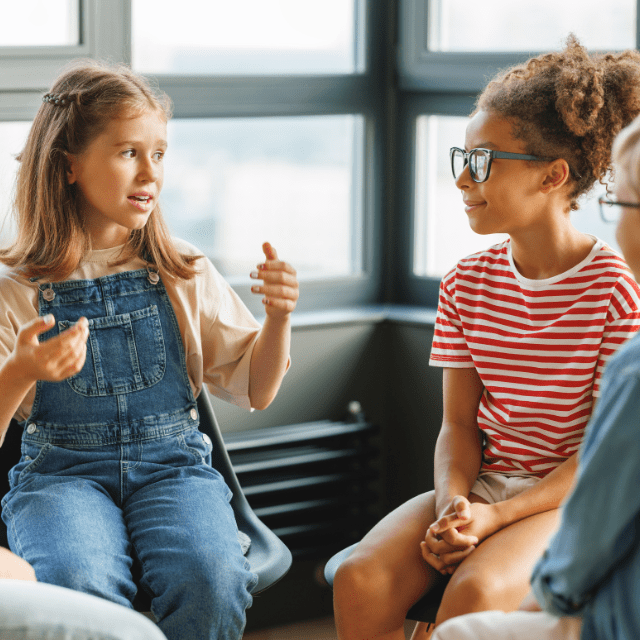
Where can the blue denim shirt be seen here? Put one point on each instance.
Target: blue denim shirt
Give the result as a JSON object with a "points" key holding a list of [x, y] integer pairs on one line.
{"points": [[592, 565]]}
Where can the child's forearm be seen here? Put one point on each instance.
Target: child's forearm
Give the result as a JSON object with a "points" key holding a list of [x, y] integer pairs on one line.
{"points": [[269, 361], [458, 457], [543, 496]]}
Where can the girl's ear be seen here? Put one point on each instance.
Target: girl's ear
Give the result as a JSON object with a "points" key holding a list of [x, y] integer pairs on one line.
{"points": [[557, 175], [72, 169]]}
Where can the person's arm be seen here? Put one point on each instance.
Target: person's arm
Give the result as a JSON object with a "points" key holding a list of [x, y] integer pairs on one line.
{"points": [[458, 457], [458, 453], [30, 360], [270, 356], [599, 519]]}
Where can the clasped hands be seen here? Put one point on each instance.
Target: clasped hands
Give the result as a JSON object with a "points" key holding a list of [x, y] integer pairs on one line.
{"points": [[456, 534]]}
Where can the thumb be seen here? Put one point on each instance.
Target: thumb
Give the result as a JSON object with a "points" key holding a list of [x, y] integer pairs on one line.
{"points": [[36, 326], [462, 507], [269, 251]]}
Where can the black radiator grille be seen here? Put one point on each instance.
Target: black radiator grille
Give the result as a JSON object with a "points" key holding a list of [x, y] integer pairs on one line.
{"points": [[313, 484]]}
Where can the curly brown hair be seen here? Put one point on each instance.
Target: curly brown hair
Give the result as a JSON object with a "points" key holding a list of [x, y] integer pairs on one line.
{"points": [[570, 105]]}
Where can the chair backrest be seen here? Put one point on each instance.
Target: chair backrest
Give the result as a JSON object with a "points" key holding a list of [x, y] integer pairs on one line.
{"points": [[268, 556]]}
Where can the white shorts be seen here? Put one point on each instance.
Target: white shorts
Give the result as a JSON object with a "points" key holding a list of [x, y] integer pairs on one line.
{"points": [[496, 487], [518, 625]]}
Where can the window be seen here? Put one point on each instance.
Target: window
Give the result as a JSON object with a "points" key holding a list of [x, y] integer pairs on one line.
{"points": [[250, 37], [276, 107], [504, 25], [231, 184], [40, 23]]}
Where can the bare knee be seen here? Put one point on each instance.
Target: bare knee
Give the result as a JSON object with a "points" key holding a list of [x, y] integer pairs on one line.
{"points": [[471, 591], [361, 579]]}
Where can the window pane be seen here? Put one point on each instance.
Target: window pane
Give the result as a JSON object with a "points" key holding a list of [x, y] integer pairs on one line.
{"points": [[505, 25], [247, 37], [12, 138], [442, 234], [232, 184], [33, 23]]}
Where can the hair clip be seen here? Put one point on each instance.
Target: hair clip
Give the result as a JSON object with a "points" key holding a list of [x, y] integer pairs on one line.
{"points": [[55, 99]]}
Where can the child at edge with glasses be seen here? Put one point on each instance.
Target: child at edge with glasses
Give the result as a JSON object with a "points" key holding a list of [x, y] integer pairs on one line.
{"points": [[588, 580], [108, 330], [523, 332]]}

### Required action
Set the listing above down again exactly, leaving pictures out.

### Task answer
Where can the blue denim shirt be seen here? Put one point on each instance.
Target: blue denim shirt
Give the result as a JSON object with a "points" key holding a list of [x, y] integer pairs on one line.
{"points": [[592, 565]]}
Where can the child's forearm be seen here? Put one point on each instance.
Target: child's forearm
Give the result as a JSON object with a "points" key holding a list of [x, y] integer pairs on one line.
{"points": [[269, 361], [458, 457], [543, 496]]}
Where can the girl's ear be seen here? Put one point on each instance.
Target: girl's ear
Give the result as a JSON object with a "points" key holding a list of [x, y] integer pairs on one line.
{"points": [[557, 175], [72, 169]]}
Where can the person's arm be seen here? Put one point on each instance.
Target: person's arm
Give the result as a JSON object with a "points" key holding a list of [x, y] integer pairs on one line.
{"points": [[458, 457], [458, 453], [30, 360], [270, 356], [599, 519]]}
Where can the clasped hands be seen here? Put one point on each instance.
Target: clasped hands
Give the result as a JSON object with a "points" key holding a list of [x, y] integer pairs on one line.
{"points": [[456, 534]]}
Where can the thumb be seen here? Put one point on each instance.
Target: thumb
Give the result as a JSON object with a "points" key holding a list of [x, y] integer pairs on one line.
{"points": [[36, 326], [462, 507], [269, 251]]}
Where can the black radiator grille be seen here? Put one point on each instance.
Target: black radiator grille
Give the result as a JSON object with a "points" key holding a list of [x, y] integer pairs on one line.
{"points": [[313, 484]]}
Where can the curly brown hair be seen here? Put one point on each instance.
Target: curly brown hair
Give the result as a JSON object with a "points" key holding a list of [x, y] integer pairs on one line.
{"points": [[570, 105]]}
Where can the chair backrest be seen here? Put one point on each instance.
Target: chair backrest
Give the result as a JSON object with a "points" key holding a list of [x, y] integer pairs on one line.
{"points": [[268, 556]]}
Where can the white shorts be seen here? Put one point on each instance.
Target: white shorts
Give the result as a JSON object with a "points" key holding a list of [x, y] integer pairs on one line.
{"points": [[496, 487], [518, 625]]}
Where can the window be seen here? Put one point on each instance.
Target: window
Give the result as a JSON object with a "points" key holding a list of [x, y] integer pairs on one line.
{"points": [[250, 37], [276, 107], [504, 25], [231, 184], [40, 23]]}
Where can the bare knee be seen here? Put one point on each instance.
Target: bare knee
Give the result as a JSON object with a "points" key holding a list of [x, y] integer pairs on one line.
{"points": [[471, 591], [361, 579]]}
Where can the window pane be seen here? Put one point on each instance.
Target: window pane
Give the result as a JSON object with a "points" key holding a list of [x, y] integer pairs on one line.
{"points": [[505, 25], [247, 37], [12, 138], [442, 234], [232, 184], [33, 23]]}
Where can the hair clip be seen here? Put one point on each instance.
Target: hair clip
Give the result as a JSON object with a "points" key holding a list of [x, y] integer pairs on one line.
{"points": [[55, 99]]}
Where can the child at edge with glasses be seen here? Put one point on each instance.
Target: child at edge with glasses
Give the result as a JSON object with a "points" key holding a list of [x, y] integer pairs on one line.
{"points": [[588, 580], [108, 330], [523, 332]]}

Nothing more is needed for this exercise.